§ **Short problem**:
Extract every line of the listing below verbatim, omitting the pictures.

(Outline annotation records)
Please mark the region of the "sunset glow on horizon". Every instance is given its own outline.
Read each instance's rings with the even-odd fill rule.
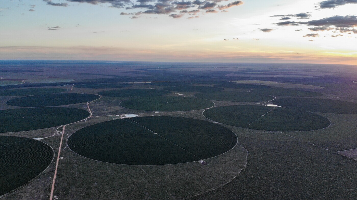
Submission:
[[[5,0],[0,59],[357,65],[357,3],[334,1]]]

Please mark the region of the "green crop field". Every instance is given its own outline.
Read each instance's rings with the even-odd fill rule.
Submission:
[[[219,84],[215,85],[215,87],[224,88],[232,88],[235,89],[256,89],[268,88],[270,86],[254,85],[253,84]]]
[[[51,163],[53,150],[24,137],[0,136],[0,196],[35,178]]]
[[[70,79],[64,79],[62,78],[46,78],[36,79],[29,79],[24,81],[26,83],[64,83],[66,82],[71,82],[74,80]]]
[[[223,88],[206,86],[178,86],[164,88],[163,89],[177,92],[195,93],[218,91],[223,90]]]
[[[287,96],[317,96],[322,95],[321,93],[315,92],[297,90],[285,88],[254,89],[251,91],[259,94]]]
[[[263,106],[227,106],[205,110],[212,120],[253,129],[280,131],[316,130],[330,126],[328,119],[311,112]]]
[[[142,110],[155,111],[184,111],[207,108],[215,105],[210,101],[178,96],[141,97],[124,101],[123,107]]]
[[[58,126],[79,121],[89,115],[76,108],[51,107],[0,110],[0,132],[23,131]],[[16,124],[16,126],[14,125]]]
[[[90,101],[100,97],[94,94],[62,93],[24,96],[9,100],[6,104],[21,107],[52,106]]]
[[[183,85],[191,85],[191,83],[184,82],[157,82],[148,83],[146,83],[150,85],[157,85],[158,86],[182,86]]]
[[[26,88],[0,91],[1,96],[29,96],[53,94],[65,92],[66,89],[62,88]]]
[[[314,98],[283,98],[273,100],[272,102],[287,108],[312,112],[357,114],[357,104],[338,100]]]
[[[104,122],[69,138],[76,153],[106,162],[160,165],[211,158],[231,149],[236,135],[221,126],[200,120],[143,117]]]
[[[98,94],[115,97],[144,97],[161,96],[171,93],[169,91],[154,89],[127,89],[103,91]]]
[[[268,95],[247,91],[217,91],[200,93],[195,94],[194,96],[198,98],[211,100],[240,102],[262,101],[273,99],[272,97]]]
[[[78,85],[74,86],[79,88],[91,88],[95,89],[104,88],[119,88],[130,87],[132,84],[129,83],[97,83],[94,84],[85,84]]]

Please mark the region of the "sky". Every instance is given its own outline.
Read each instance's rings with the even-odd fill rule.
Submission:
[[[357,0],[1,0],[0,59],[357,65]]]

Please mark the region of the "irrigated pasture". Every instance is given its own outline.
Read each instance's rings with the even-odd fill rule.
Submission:
[[[70,79],[64,79],[62,78],[46,78],[36,79],[29,79],[24,81],[26,83],[63,83],[65,82],[71,82],[74,80]]]
[[[263,106],[227,106],[207,110],[207,118],[228,125],[252,129],[302,131],[327,127],[328,119],[311,112]]]
[[[283,98],[273,103],[282,106],[318,112],[357,114],[357,104],[333,99],[315,98]]]
[[[239,102],[262,101],[273,99],[272,97],[268,95],[241,91],[200,93],[195,94],[194,96],[198,98],[211,100]]]
[[[219,84],[215,85],[215,87],[225,88],[233,88],[235,89],[256,89],[268,88],[270,86],[254,85],[253,84]]]
[[[41,174],[53,157],[51,147],[39,141],[0,136],[0,196]]]
[[[200,160],[223,153],[237,143],[235,134],[200,120],[143,117],[100,123],[80,130],[70,148],[89,158],[114,163],[162,165]]]
[[[53,94],[65,92],[66,89],[62,88],[26,88],[0,91],[1,96],[29,96]]]
[[[11,99],[6,104],[22,107],[42,107],[61,106],[90,101],[100,97],[94,94],[61,93],[36,95]]]
[[[142,110],[155,111],[184,111],[200,110],[213,106],[208,100],[181,96],[141,97],[122,102],[123,107]]]
[[[251,91],[258,94],[287,96],[317,96],[322,95],[322,94],[316,92],[297,90],[285,88],[254,89]]]
[[[164,88],[163,89],[177,92],[196,93],[218,91],[223,90],[223,88],[206,86],[177,86]]]
[[[151,85],[157,85],[158,86],[182,86],[183,85],[191,85],[191,83],[184,82],[157,82],[154,83],[146,83]]]
[[[17,80],[0,80],[0,86],[6,86],[6,85],[19,85],[24,83],[21,81],[18,81]]]
[[[89,112],[86,110],[66,107],[36,107],[0,110],[0,132],[23,131],[54,127],[79,121],[89,115]]]
[[[155,89],[126,89],[103,91],[98,94],[115,97],[144,97],[161,96],[171,93],[169,91]]]
[[[97,83],[94,84],[85,84],[84,85],[78,85],[74,86],[75,88],[91,88],[94,89],[100,89],[104,88],[125,88],[130,87],[132,85],[132,84],[129,83]]]

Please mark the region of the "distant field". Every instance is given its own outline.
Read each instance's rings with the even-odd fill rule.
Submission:
[[[120,103],[121,106],[131,109],[160,111],[200,110],[214,105],[210,101],[202,99],[172,96],[136,98]]]
[[[63,83],[74,81],[74,79],[61,78],[46,78],[29,79],[24,81],[26,83]]]
[[[53,106],[93,101],[100,97],[88,94],[61,93],[36,95],[14,99],[6,102],[10,106],[22,107]]]
[[[255,89],[257,88],[268,88],[270,86],[254,85],[253,84],[220,84],[216,85],[215,87],[225,88],[233,88],[235,89]]]
[[[239,83],[249,83],[257,84],[263,85],[267,85],[273,87],[279,87],[286,88],[296,88],[300,89],[323,89],[325,88],[316,85],[295,84],[294,83],[278,83],[273,81],[266,81],[264,80],[234,80],[232,82]]]
[[[92,88],[92,89],[104,89],[104,88],[125,88],[130,87],[132,85],[132,84],[128,83],[97,83],[94,84],[85,84],[84,85],[78,85],[74,86],[75,88]]]
[[[0,196],[41,174],[54,156],[52,148],[39,141],[0,136]]]
[[[357,114],[357,104],[315,98],[283,98],[275,99],[277,105],[293,109],[318,112]]]
[[[203,120],[144,117],[90,126],[69,138],[76,153],[95,160],[132,165],[162,165],[200,160],[220,155],[237,143],[228,128]]]
[[[203,115],[228,125],[266,131],[310,131],[331,123],[328,119],[311,112],[262,106],[218,106],[205,110]]]
[[[273,99],[273,97],[268,95],[247,91],[217,91],[200,93],[195,94],[194,96],[205,99],[240,102],[263,101]]]
[[[206,86],[178,86],[167,87],[164,88],[163,89],[170,91],[188,93],[213,91],[223,90],[223,88]]]
[[[0,133],[54,127],[79,121],[89,116],[86,110],[51,107],[0,110]],[[16,126],[14,125],[16,124]]]
[[[268,94],[274,96],[322,96],[322,94],[315,92],[310,92],[302,90],[291,90],[285,88],[266,88],[265,89],[254,89],[252,92],[259,94]]]
[[[16,96],[53,94],[65,92],[61,88],[26,88],[0,91],[0,96]]]
[[[21,81],[18,81],[17,80],[4,80],[0,79],[0,86],[18,85],[22,83],[24,83],[24,82]]]
[[[169,91],[154,89],[126,89],[103,91],[98,94],[115,97],[142,97],[161,96],[171,93]]]

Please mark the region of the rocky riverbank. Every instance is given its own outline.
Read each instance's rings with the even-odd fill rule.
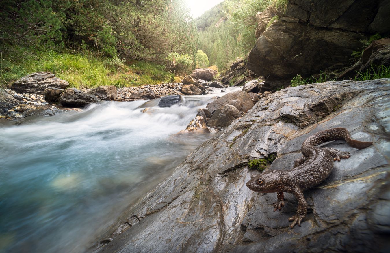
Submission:
[[[97,240],[90,251],[115,252],[367,252],[385,250],[390,220],[388,134],[390,79],[343,81],[288,88],[266,96],[188,156],[173,174]],[[351,153],[331,176],[305,192],[308,215],[289,228],[296,200],[245,183],[248,161],[276,155],[267,169],[287,170],[307,137],[347,128],[374,144],[325,146]]]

§ **Full output**:
Please mark the region of the "sunset glow on horizon". Every instance is given its own outline.
Read each instance's rings with the even-odd fill rule.
Submission:
[[[5,0],[0,59],[357,65],[357,3],[334,1]]]

Please mark the region of the "green crop field". Every instance is given its own outline.
Read each instance's rings with the even-odd fill rule.
Submission:
[[[219,84],[215,85],[215,87],[224,88],[232,88],[235,89],[256,89],[268,88],[270,86],[254,85],[253,84]]]
[[[51,163],[53,150],[24,137],[0,136],[0,196],[35,178]]]
[[[70,79],[64,79],[62,78],[46,78],[36,79],[29,79],[24,81],[26,83],[64,83],[66,82],[71,82],[74,80]]]
[[[223,88],[206,86],[178,86],[164,88],[163,89],[177,92],[195,93],[218,91],[223,90]]]
[[[287,96],[317,96],[322,95],[321,93],[315,92],[297,90],[285,88],[254,89],[251,91],[259,94]]]
[[[263,106],[227,106],[205,110],[212,120],[253,129],[280,131],[316,130],[330,126],[328,119],[311,112]]]
[[[142,110],[155,111],[184,111],[207,108],[215,105],[210,101],[178,96],[141,97],[124,101],[123,107]]]
[[[58,126],[79,121],[89,115],[76,108],[51,107],[0,110],[0,132],[23,131]],[[16,124],[16,126],[14,125]]]
[[[90,101],[100,97],[94,94],[62,93],[24,96],[9,100],[6,104],[21,107],[52,106]]]
[[[183,85],[191,85],[191,83],[184,82],[157,82],[148,83],[146,83],[150,85],[157,85],[158,86],[182,86]]]
[[[26,88],[0,91],[1,96],[29,96],[53,94],[65,92],[66,89],[62,88]]]
[[[314,98],[283,98],[273,100],[272,102],[287,108],[312,112],[357,114],[357,104],[338,100]]]
[[[104,122],[69,138],[76,153],[106,162],[160,165],[211,158],[231,149],[236,135],[221,126],[200,120],[143,117]]]
[[[98,94],[115,97],[144,97],[161,96],[171,93],[169,91],[154,89],[127,89],[103,91]]]
[[[268,95],[247,91],[217,91],[200,93],[195,94],[194,96],[198,98],[211,100],[240,102],[262,101],[273,99],[272,97]]]
[[[78,85],[74,86],[79,88],[91,88],[95,89],[104,88],[119,88],[130,87],[132,84],[129,83],[97,83],[94,84],[85,84]]]

Please mark the region of the "sky". Every instance is given its own outline.
Read each instance's rings with the even-odd fill rule.
Submission:
[[[357,0],[1,0],[0,59],[357,65]]]

Please mark the region of the "irrigated pasture". Every instance is given its own outline.
Read each instance's rings with the even-odd fill rule.
Submission:
[[[70,79],[64,79],[62,78],[46,78],[36,79],[29,79],[24,81],[26,83],[63,83],[65,82],[71,82],[74,80]]]
[[[263,106],[227,106],[207,110],[207,118],[228,125],[252,129],[302,131],[327,127],[328,119],[311,112]]]
[[[283,98],[273,103],[282,106],[318,112],[357,114],[357,104],[333,99],[315,98]]]
[[[239,102],[262,101],[273,99],[272,97],[268,95],[241,91],[200,93],[195,94],[194,96],[198,98],[211,100]]]
[[[219,84],[215,85],[215,87],[225,88],[233,88],[235,89],[256,89],[268,88],[270,86],[254,85],[253,84]]]
[[[41,174],[53,157],[51,147],[39,141],[0,136],[0,196]]]
[[[200,160],[223,153],[237,143],[235,134],[200,120],[143,117],[100,123],[80,130],[70,148],[89,158],[114,163],[162,165]]]
[[[53,94],[65,92],[66,89],[62,88],[26,88],[0,91],[1,96],[29,96]]]
[[[11,99],[6,104],[22,107],[42,107],[61,106],[90,101],[100,97],[94,94],[61,93],[36,95]]]
[[[142,110],[155,111],[184,111],[200,110],[213,106],[208,100],[181,96],[141,97],[122,102],[123,107]]]
[[[251,91],[258,94],[287,96],[317,96],[322,95],[322,94],[316,92],[297,90],[285,88],[254,89]]]
[[[164,88],[163,89],[177,92],[196,93],[218,91],[223,90],[223,88],[206,86],[177,86]]]
[[[151,85],[157,85],[158,86],[182,86],[183,85],[191,85],[191,83],[184,82],[157,82],[154,83],[146,83]]]
[[[17,80],[0,80],[0,86],[6,86],[6,85],[19,85],[24,83],[21,81],[18,81]]]
[[[89,112],[86,110],[66,107],[36,107],[0,110],[0,132],[23,131],[54,127],[79,121],[89,115]]]
[[[155,89],[126,89],[103,91],[98,94],[115,97],[144,97],[161,96],[171,93],[169,91]]]
[[[97,83],[94,84],[85,84],[84,85],[78,85],[74,86],[75,88],[91,88],[94,89],[100,89],[104,88],[125,88],[130,87],[132,85],[132,84],[129,83]]]

Please mark the region of the "distant field". Every instance is given its own outline.
Read each instance's rings with the even-odd fill rule.
Submission:
[[[120,103],[121,106],[131,109],[160,111],[200,110],[214,105],[210,101],[202,99],[172,96],[136,98]]]
[[[63,83],[74,81],[74,79],[61,78],[46,78],[29,79],[24,81],[26,83]]]
[[[53,106],[93,101],[100,97],[88,94],[61,93],[36,95],[14,99],[6,102],[10,106],[22,107]]]
[[[255,89],[257,88],[268,88],[270,86],[254,85],[253,84],[220,84],[216,85],[215,87],[225,88],[233,88],[235,89]]]
[[[239,83],[249,83],[257,84],[263,85],[267,85],[273,87],[279,87],[286,88],[296,88],[300,89],[323,89],[325,88],[316,85],[295,84],[294,83],[278,83],[273,81],[266,81],[264,80],[234,80],[232,82]]]
[[[92,88],[92,89],[104,89],[104,88],[125,88],[130,87],[132,85],[132,84],[128,83],[97,83],[94,84],[85,84],[84,85],[78,85],[74,86],[75,88]]]
[[[0,196],[41,174],[54,156],[52,148],[39,141],[0,136]]]
[[[357,114],[357,104],[315,98],[283,98],[275,99],[277,105],[293,109],[318,112]]]
[[[203,120],[144,117],[90,126],[69,138],[76,153],[95,160],[132,165],[162,165],[200,160],[220,155],[237,143],[228,128]]]
[[[203,115],[228,125],[266,131],[310,131],[331,123],[328,119],[311,112],[262,106],[218,106],[205,110]]]
[[[273,99],[273,97],[268,95],[247,91],[217,91],[200,93],[195,94],[194,96],[205,99],[240,102],[263,101]]]
[[[206,86],[178,86],[167,87],[164,88],[163,89],[170,91],[188,93],[213,91],[223,90],[223,88]]]
[[[0,133],[54,127],[79,121],[89,116],[86,110],[51,107],[0,110]],[[16,126],[14,125],[16,124]]]
[[[268,94],[274,96],[322,96],[322,94],[315,92],[310,92],[302,90],[291,90],[285,88],[266,88],[265,89],[254,89],[252,92],[259,94]]]
[[[16,96],[53,94],[65,92],[61,88],[26,88],[0,91],[0,96]]]
[[[21,81],[18,81],[17,80],[4,80],[0,79],[0,86],[18,85],[22,83],[24,83],[24,82]]]
[[[169,91],[154,89],[126,89],[103,91],[98,94],[115,97],[142,97],[161,96],[171,93]]]

Please mark the region of the rocky riverbank. Every instance is given its own outline.
Read each instance's rings with the even-odd fill rule.
Submission:
[[[97,240],[90,251],[115,252],[367,252],[385,250],[390,220],[388,134],[390,79],[343,81],[288,88],[266,96],[188,156],[173,174]],[[351,153],[331,176],[305,192],[308,215],[289,228],[296,200],[245,183],[248,161],[276,155],[267,169],[287,170],[307,137],[347,128],[374,144],[325,146]]]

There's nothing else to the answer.